— Task goal —
Set down the full listing exactly, character for character.

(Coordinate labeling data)
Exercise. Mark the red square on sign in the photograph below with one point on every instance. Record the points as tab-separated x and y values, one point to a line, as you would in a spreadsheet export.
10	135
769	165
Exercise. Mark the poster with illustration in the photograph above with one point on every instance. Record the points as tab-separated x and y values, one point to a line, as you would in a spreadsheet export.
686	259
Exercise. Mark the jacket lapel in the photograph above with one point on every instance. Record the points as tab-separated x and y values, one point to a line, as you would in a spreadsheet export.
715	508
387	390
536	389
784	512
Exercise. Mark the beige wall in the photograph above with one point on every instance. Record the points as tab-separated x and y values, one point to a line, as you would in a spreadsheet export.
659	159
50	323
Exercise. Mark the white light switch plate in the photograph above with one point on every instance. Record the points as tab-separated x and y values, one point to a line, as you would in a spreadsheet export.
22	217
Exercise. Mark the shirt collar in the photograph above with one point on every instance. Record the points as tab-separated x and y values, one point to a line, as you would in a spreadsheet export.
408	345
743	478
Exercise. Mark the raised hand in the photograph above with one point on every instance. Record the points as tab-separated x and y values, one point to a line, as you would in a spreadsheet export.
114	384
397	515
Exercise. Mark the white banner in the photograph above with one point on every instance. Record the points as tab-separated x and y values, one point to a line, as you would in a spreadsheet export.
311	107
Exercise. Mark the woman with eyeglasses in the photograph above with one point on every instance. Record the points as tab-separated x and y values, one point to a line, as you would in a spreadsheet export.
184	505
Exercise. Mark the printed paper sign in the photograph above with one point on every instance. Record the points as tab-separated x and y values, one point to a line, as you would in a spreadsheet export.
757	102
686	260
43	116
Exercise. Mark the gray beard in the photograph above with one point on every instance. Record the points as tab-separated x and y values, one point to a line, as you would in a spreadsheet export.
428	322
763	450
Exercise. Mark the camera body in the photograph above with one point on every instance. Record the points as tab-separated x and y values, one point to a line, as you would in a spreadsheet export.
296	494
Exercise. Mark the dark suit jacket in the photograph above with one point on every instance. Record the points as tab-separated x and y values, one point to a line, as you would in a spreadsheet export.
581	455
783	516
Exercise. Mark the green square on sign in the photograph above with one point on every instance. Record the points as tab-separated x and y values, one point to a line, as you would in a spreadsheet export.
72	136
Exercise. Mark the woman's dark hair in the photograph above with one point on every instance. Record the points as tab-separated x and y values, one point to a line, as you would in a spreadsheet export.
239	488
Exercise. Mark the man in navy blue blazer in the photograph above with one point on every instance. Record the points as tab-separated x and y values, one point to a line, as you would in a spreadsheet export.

— Response —
Exercise. Mark the red square on sign in the photograph below with one point on every instance. Record the points as tab-separated x and y values, one point to a line, as you would in a spreadsheet export.
10	135
769	165
Exercise. Mark the poster with illustration in the photograph above with one point on every instance. Record the points as tab-separated x and y values, one point to a line, as you would in a spreadsheet export.
686	259
Exercise. Mark the jacket lapel in the photograph above with one point on every instance. Record the points as tab-separated x and y values, one point to a line, as you would in a spreadsheet export.
715	508
387	390
536	389
784	512
Exercise. Mark the beige wall in the photograph above with one point on every instance. Record the points as tab-separated x and y values, one point to a line, as you would in a spreadsheet export.
659	159
50	323
Exercise. Mark the white light switch plate in the photograph above with one point on every instance. Record the points as tab-separated x and y values, one point to a line, as you would in a spreadsheet export.
22	217
Exercise. Mark the shirt collar in the photograph above with one point on every instance. Record the points as tab-separated x and y values, one point to a line, as you would in a spreadsheet export.
408	345
743	478
Exercise. Mark the raised hand in the photograph above with one point on every instance. Record the points as tab-separated x and y values, one point to a line, as you would in a spreadsheet export.
114	384
397	515
Exercise. Mark the white banner in the photograph above with one point on every instance. Record the points as tab-separated x and y values, one point to a line, as you would in a spreadsheet export.
311	107
Exercise. Mark the woman with eyeglasses in the photograph above with one point on every instance. Record the points as tab-separated x and y values, one point to a line, as you would in a spreadsheet export.
184	505
Exercise. Mark the printed paper sign in the photograph above with one point on every instance. Record the points as tab-separated x and y values, one point to a line, as you would in a spreadsheet export.
757	102
686	260
43	116
Exercise. Mark the gray beard in the photograph above with one point on every instance. Record the points as tab-separated x and y values, one point to a line, as you would in a spreadsheet export.
428	322
763	450
Exercise. Mark the camera body in the photograph above with one point on every instance. Record the points as tab-separated x and y values, one point to a line, as you would in a spreadsheet export.
296	494
Exercise. Mark the dark suit jacket in the photograph above with one point on every instance. Record the points as tab-separated x and y values, one point to a line, as you would in a spreadsheet export.
581	455
783	516
Exercise. Mark the green square on sign in the photograph above with one point on every instance. Record the points as tab-separated x and y values, one point to a line, as you would in a spreadsheet export.
72	136
Exercise. Mark the woman's dark hair in the photograph above with one point on every instance. Record the points as tab-separated x and y values, one point to a line, as you would in a spreadsheet export.
239	488
Exercise. Mark the man in navy blue blazer in the photograph above with one point on every instance. Record the points as tab-separated x and y values, one point to a line, as you would in a spreadsheet export.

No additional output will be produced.